Foto: Sinduscon – Brusque
O grupo “Médicos pela Vida” já recebeu apoio de um coletivo denominado “Empresários em Ação”, do qual faz parte o empresário bolsonarista Luciano Hang, alvo da CPI da pandemia no Senado Federal. Hang é acusado de ser conivente com uma adulteração no registro de óbito de sua própria mãe, onde retirou-se a COVID-19 das causas para encobrir a ineficácia das drogas bolsonaristas, para compra das quais Luciano e seu grupo já pediram doações à meta de R$ 1 milhão. A conta e o pix divulgados para que as pessoas enviassem dinheiro era de titularidade do próprio empresário bilionário. Segundo informou, porém, “a conta nunca foi utilizada pelo empresário e foi disponibilizada para doações”.
Alessandro Loiola

Deputada bolsonarista Bia Kicis (PSL) e Alessandro Loiola. O vídeo da imagem foi removido pelo Youtube por desinformação.

### LISTA DE EXERCÍCIOS
A – No texto sobre o grupo “Médicos pela Vida”, reescreva o trecho entre "Foto: Sinduscon –" e "Youtube por desinformação.", inclusive, trocando "Youtube" por "YouTube".
B – Dê prosseguimento ao texto sobre o grupo “Médicos pela Vida” a partir do ponto em que ele termina.
As linhas abaixo não têm qualquer relação com o texto.

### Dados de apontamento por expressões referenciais
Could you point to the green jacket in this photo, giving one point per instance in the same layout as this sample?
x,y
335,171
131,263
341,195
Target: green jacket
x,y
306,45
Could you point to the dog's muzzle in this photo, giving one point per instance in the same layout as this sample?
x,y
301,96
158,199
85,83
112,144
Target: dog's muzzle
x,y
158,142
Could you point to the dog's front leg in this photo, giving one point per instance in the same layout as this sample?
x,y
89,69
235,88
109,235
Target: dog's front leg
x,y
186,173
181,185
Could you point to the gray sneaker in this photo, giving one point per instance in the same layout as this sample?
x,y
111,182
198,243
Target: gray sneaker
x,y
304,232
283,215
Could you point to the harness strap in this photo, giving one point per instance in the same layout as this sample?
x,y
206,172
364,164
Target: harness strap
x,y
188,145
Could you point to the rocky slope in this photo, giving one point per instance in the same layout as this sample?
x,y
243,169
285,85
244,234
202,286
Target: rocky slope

### RESPOSTAS
A –
Foto: Sinduscon – Brusque
O grupo “Médicos pela Vida” já recebeu apoio de um coletivo denominado “Empresários em Ação”, do qual faz parte o empresário bolsonarista Luciano Hang, alvo da CPI da pandemia no Senado Federal. Hang é acusado de ser conivente com uma adulteração no registro de óbito de sua própria mãe, onde retirou-se a COVID-19 das causas para encobrir a ineficácia das drogas bolsonaristas, para compra das quais Luciano e seu grupo já pediram doações à meta de R$ 1 milhão. A conta e o pix divulgados para que as pessoas enviassem dinheiro era de titularidade do próprio empresário bilionário. Segundo informou, porém, “a conta nunca foi utilizada pelo empresário e foi disponibilizada para doações”.
Alessandro Loiola

Deputada bolsonarista Bia Kicis (PSL) e Alessandro Loiola. O vídeo da imagem foi removido pelo YouTube por desinformação.

B –
Loiola já foi divulgado pelo facebook do deputado bolsonarista Daniel Silveira (PSL) em um vídeo onde desinformava que as vacinas de RNA mensageiro seriam capazes de alterar o DNA dos vacinados. Ao contrário do que é dito, não existe nenhum papel científico que tenha chegado à conclusão de que vacinas causam câncer ou alteram o DNA.
Roberta Lacerda

Foto:98 FM (Reprodução)
Sem qualquer estudo que embasasse sua afirmação, a antivacina e defensora do “tratamento precoce” disse que crianças vacinadas contra a COVID-19 perderiam 30 anos em expectativa de vida. Roberta também repetiu o boato do câncer causado pelo imunizante:
“Uma parte morrerá. Uma parte será lesada permanentemente. Uma parte ficará infértil. Eu postulo que o tempo de vida dessas pequenas vítimas que sobrevivem será reduzido em 30 anos por causa do câncer e doenças auto-imunes.”
entrevista para 98 FM natal
Questionada pelo procurador da República Wellington Saraiva, Lacerda afirmou que “Não são teorias. São fatos.”, embora antes disso tenha se negado a apresentar o embasamento técnico dizendo que “será respondido em fórum adequado”. Ela advoga que pessoas abaixo de 30 anos não devem ser vacinadas.
O que os estudos sérios dizem?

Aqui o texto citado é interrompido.